• Goal 1: In the passage on listening to Jesus, which disciples catch a glimpse of the crucified and risen Jesus?
• Goal 2: Write a continuation of the passage on listening to Jesus, starting after its final line.

• Excerpted text:

To put it simply, Jesus teaches us how to live.  Listening to Jesus means spending so much time with him that he starts to rub off on us. 
Learning Eternal Life
Jesus teaches us how to live.  But why should we listen to Jesus?
Some people assume that God’s command to listen to Jesus comes with a veiled threat.  Do what he says, or else! In other words, you have to do what Jesus says or you’ll go to hell.  You listen to Jesus to get into heaven.
This is not what God is getting at.  Jesus has not come to deliver a set of rules that we can follow so that we will get everlasting bliss as a reward and avoid perpetual torment as a punishment.
Instead, Jesus came to teach us eternal life, to impart his kind of life to us.  By listening to Jesus, we begin to get the hang of eternal life even while we dwell in a world that is passing away.
That is what the story of Jesus’ transfiguration tells us.  Peter, James, and John catch a glimpse of the crucified and risen Jesus.  
They see the crucified Jesus.  In other words, they see the one who understands our lives from the inside.  Jesus endured hunger, loneliness, need, adversity, betrayal, suffering, and even death.  Jesus has credibility with us precisely because he has walked in our shoes.
They see the risen Jesus.  They see life that has undergone and conquered death, joy that has endured and forever extinguished sorrow, and pleasure that has has emerged from and eradicated suffering.  Jesus has come through what we endure and he has arrived at precisely where we want to be.  Jesus is worth listening to because he knows how to get us from here to there.
Stanley Spencer’s “Christ Preaching at Cookham Regata: Girls Listening”

• Stored data:
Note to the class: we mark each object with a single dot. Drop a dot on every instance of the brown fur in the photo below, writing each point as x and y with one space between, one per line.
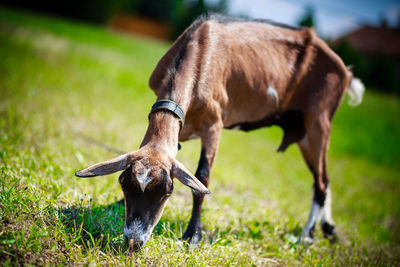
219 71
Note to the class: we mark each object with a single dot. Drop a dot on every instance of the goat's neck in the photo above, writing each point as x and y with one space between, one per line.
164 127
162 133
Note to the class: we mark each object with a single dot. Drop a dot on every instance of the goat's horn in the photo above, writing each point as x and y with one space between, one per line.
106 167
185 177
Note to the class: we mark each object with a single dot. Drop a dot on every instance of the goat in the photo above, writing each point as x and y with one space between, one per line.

==

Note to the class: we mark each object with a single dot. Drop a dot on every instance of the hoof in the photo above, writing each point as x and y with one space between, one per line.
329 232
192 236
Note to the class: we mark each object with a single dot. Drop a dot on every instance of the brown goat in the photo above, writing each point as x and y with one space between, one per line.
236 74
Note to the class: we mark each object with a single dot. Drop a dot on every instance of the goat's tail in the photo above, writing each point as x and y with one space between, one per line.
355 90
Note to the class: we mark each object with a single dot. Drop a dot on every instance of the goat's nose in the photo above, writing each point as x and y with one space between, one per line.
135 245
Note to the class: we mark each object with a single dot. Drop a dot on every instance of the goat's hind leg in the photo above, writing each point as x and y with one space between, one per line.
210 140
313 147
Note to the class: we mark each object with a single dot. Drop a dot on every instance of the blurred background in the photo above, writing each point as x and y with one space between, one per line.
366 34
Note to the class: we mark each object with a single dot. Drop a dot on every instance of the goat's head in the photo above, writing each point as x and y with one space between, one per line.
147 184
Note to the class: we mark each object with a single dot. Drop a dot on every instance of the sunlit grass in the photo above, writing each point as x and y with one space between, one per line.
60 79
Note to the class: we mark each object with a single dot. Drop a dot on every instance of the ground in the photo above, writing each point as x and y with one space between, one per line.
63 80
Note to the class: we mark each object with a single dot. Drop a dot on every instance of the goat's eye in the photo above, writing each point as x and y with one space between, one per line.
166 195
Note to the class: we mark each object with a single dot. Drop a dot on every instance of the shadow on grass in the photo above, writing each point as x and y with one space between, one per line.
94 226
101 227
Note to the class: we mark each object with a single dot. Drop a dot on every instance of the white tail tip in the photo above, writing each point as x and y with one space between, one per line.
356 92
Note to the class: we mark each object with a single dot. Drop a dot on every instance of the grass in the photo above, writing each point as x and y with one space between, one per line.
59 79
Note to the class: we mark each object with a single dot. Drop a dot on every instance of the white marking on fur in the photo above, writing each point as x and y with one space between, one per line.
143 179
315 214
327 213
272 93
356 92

* * *

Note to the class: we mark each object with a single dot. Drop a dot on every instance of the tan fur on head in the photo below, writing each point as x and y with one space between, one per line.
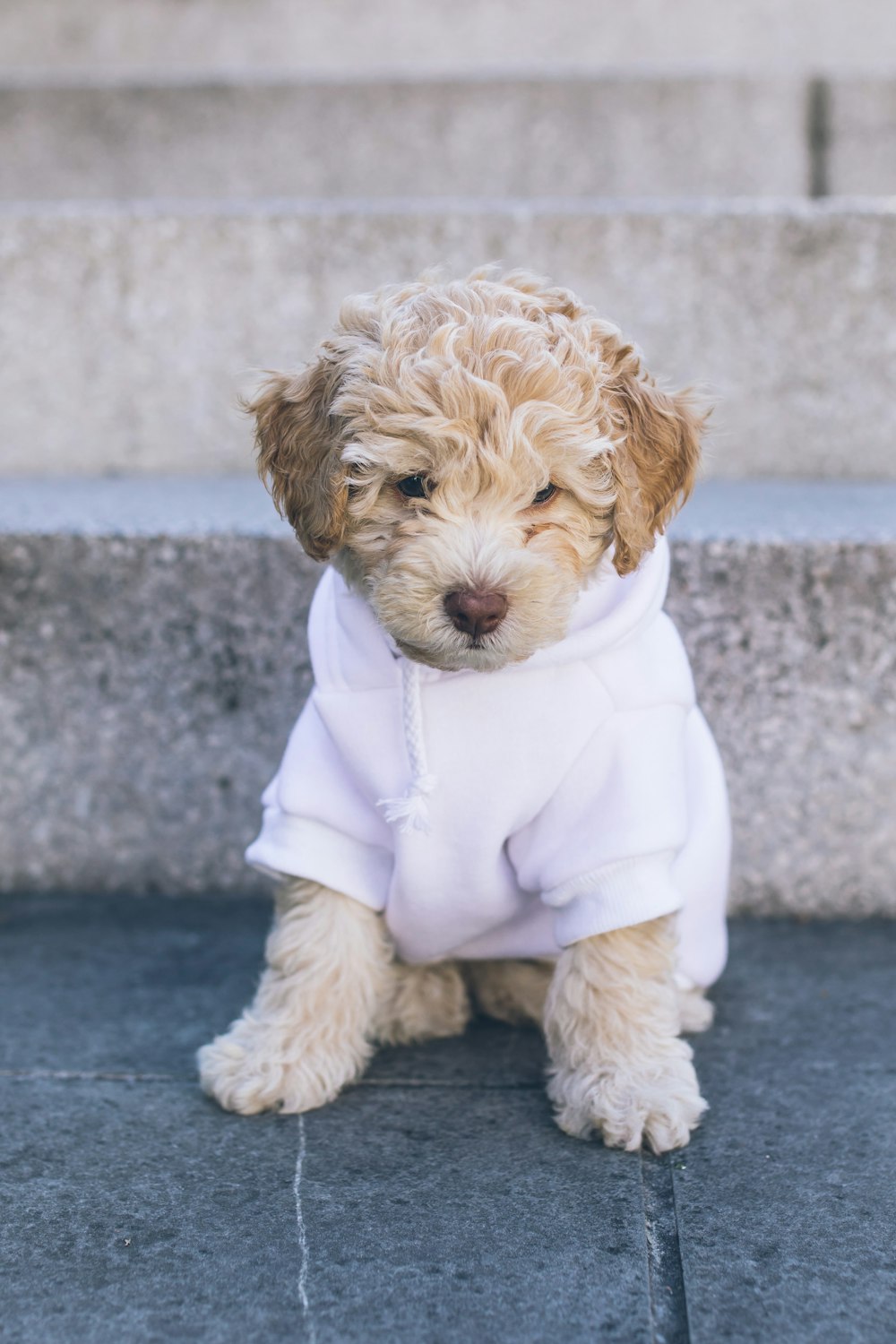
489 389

• Task result 1: Peter, James, and John.

• Task result 2:
The disciples see eternal life in the flesh.  And they discover that eternal life is contagious.  By being with Jesus, by listening to him, they can begin to participate in a kind of life that only Jesus has to give and that we yearn for with every fiber of our being.
We read the Scriptures and receive Communion to be near Jesus.  We serve the poor and care for the sick to be near Jesus.  To listen to him we have to stay near him.  He influences us bit by bit.  How we think, how we respond to things emotionally, and the kinds of choices we make undergo a gradual training process when we keep close to Jesus as our teacher.
Jesus does not give us seven steps for successful living or outline for us principles for a happy life.  Neither does he tell us how to live this life so that we will have Paradise in the next life.  
Instead, he gives us his presence, and when we give him our presence in response, who he is changes who we are.  He gives us a new kind of life.  A life whose trajectory extends beyond the horizons of sorrow, suffering, and death.  Eternal life.
God-Changed World
When we listen to Jesus, something remarkable happens.  God changes the world through the change he works in us.
We tend to think about how we live in the world in one of two ways.  Either you can be a victim of your circumstances or you can be a hero who rises above your circumstances.  We will either be mere products of our environment or we will draw upon powers hidden deep within us to overcome the forces that confront us.
So, we might have compassion for the abused or neglected child who grows up to be cynical, self-absorbed, and mistrustful.  His or her background, we say, explains a lot.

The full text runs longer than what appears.